◆ **EXERCISE REQUIREMENTS**
Format everything from the start of the items down to and including the line that contains "(245, 23), (272, 42)" as a numbered list, omitting blank lines.

— BEGIN RECORDS FOR THIS EXERCISE —

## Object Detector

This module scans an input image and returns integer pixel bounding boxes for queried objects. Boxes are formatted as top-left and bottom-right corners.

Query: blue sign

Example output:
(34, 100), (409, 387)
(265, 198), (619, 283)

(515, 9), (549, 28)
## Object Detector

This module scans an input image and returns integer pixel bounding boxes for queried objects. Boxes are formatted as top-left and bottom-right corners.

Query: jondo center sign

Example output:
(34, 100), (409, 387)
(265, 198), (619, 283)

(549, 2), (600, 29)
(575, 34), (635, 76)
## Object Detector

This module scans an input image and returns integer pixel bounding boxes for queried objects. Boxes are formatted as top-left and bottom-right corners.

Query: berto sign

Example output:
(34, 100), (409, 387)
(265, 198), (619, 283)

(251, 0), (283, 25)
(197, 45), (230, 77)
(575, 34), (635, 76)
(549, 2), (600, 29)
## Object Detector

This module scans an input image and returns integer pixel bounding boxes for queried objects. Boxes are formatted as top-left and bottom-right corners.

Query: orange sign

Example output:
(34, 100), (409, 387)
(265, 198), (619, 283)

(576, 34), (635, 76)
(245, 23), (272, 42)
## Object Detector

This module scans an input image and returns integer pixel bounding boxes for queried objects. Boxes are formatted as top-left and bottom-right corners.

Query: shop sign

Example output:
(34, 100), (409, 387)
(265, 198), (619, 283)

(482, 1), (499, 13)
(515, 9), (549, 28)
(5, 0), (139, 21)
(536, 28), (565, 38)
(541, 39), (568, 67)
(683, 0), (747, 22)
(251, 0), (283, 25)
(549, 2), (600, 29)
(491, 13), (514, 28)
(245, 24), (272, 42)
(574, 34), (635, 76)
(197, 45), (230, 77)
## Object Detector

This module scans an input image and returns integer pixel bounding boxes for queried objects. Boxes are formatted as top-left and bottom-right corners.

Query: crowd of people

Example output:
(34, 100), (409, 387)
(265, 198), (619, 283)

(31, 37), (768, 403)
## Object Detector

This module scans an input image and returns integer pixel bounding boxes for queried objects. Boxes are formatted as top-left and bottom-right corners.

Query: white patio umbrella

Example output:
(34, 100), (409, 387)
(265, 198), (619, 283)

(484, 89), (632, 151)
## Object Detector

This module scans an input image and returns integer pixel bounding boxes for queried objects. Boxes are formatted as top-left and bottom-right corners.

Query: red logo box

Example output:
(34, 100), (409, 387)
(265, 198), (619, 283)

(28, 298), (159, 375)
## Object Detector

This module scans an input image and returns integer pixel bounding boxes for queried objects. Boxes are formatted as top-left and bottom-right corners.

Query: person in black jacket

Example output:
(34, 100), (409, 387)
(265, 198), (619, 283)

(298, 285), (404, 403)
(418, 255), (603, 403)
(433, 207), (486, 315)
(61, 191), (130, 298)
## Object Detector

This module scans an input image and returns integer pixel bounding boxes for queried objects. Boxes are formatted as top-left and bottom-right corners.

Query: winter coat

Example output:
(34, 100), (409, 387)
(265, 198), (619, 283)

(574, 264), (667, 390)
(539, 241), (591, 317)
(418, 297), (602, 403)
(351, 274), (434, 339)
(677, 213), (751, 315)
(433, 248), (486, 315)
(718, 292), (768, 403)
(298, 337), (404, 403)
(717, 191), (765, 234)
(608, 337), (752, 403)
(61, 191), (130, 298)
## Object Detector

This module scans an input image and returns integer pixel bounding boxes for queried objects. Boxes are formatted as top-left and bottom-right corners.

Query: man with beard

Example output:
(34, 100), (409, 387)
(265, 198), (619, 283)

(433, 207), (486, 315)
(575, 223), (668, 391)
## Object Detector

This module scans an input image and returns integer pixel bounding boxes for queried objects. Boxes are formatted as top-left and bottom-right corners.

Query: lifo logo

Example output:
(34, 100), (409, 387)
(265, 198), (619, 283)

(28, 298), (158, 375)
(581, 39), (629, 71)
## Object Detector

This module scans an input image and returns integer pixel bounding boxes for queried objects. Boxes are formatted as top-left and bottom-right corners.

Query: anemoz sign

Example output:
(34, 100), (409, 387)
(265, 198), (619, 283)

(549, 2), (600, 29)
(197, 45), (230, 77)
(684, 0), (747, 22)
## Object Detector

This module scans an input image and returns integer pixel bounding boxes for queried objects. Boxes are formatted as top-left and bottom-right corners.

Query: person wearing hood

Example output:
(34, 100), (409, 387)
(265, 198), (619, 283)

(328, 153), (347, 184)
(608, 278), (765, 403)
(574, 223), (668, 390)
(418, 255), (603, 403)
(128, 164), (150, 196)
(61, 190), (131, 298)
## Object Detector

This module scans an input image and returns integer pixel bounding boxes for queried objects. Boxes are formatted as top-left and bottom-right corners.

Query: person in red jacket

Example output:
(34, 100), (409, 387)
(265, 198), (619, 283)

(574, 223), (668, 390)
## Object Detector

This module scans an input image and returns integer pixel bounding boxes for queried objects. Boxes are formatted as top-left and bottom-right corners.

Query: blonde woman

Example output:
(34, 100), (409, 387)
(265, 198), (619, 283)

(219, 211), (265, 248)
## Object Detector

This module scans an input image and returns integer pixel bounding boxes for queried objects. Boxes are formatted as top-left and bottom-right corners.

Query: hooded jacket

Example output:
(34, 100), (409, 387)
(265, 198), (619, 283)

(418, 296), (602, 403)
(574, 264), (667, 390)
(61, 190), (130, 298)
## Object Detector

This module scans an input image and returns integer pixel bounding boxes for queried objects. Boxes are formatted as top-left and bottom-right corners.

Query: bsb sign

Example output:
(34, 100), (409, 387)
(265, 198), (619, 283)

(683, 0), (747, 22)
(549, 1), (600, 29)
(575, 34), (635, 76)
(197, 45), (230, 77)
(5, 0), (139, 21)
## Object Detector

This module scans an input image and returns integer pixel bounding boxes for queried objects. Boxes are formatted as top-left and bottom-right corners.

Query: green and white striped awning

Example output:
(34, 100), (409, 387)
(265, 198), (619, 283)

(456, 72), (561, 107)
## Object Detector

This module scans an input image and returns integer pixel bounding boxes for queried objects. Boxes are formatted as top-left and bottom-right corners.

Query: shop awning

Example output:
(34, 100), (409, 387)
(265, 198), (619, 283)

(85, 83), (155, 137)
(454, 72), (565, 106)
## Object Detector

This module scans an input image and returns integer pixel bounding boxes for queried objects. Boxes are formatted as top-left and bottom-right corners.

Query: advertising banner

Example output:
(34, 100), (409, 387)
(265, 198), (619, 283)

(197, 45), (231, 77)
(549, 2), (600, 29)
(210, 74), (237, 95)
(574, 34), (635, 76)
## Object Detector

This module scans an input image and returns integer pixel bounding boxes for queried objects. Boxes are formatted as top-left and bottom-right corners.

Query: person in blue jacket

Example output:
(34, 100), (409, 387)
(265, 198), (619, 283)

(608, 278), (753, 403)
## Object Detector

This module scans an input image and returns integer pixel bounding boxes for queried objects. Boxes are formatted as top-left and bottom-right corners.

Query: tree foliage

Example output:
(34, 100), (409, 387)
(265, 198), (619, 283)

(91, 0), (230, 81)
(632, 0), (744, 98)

— END RECORDS FOR THIS EXERCISE —

◆ **ANSWER FOR THE TASK**
1. ## Object Detector
2. This module scans an input image and returns integer pixel bounding boxes for queried objects. Boxes are formatted as top-left and bottom-right corners.
3. Query: blue sign
4. Example output:
5. (34, 100), (409, 387)
6. (265, 198), (619, 283)
7. (515, 9), (549, 28)
8. ## Object Detector
9. This module scans an input image and returns integer pixel bounding boxes for queried objects. Boxes are formatted as top-left and bottom-right corners.
10. Query: jondo center sign
11. Example output:
12. (34, 100), (409, 387)
13. (265, 198), (619, 283)
14. (549, 2), (600, 29)
15. (575, 34), (635, 76)
16. ## Object Detector
17. This module scans an input image and returns integer pixel bounding boxes for queried objects. Boxes are formatted as top-left and bottom-right corners.
18. Query: berto sign
19. Example output:
20. (34, 100), (409, 387)
21. (265, 198), (619, 283)
22. (251, 0), (283, 25)
23. (197, 45), (230, 77)
24. (575, 34), (635, 76)
25. (549, 2), (600, 29)
26. ## Object Detector
27. This module scans an input image and returns integer pixel bounding boxes for queried objects. Boxes are formatted as top-left and bottom-right corners.
28. Query: orange sign
29. Example output:
30. (34, 100), (409, 387)
31. (265, 198), (619, 283)
32. (576, 34), (635, 76)
33. (245, 23), (272, 42)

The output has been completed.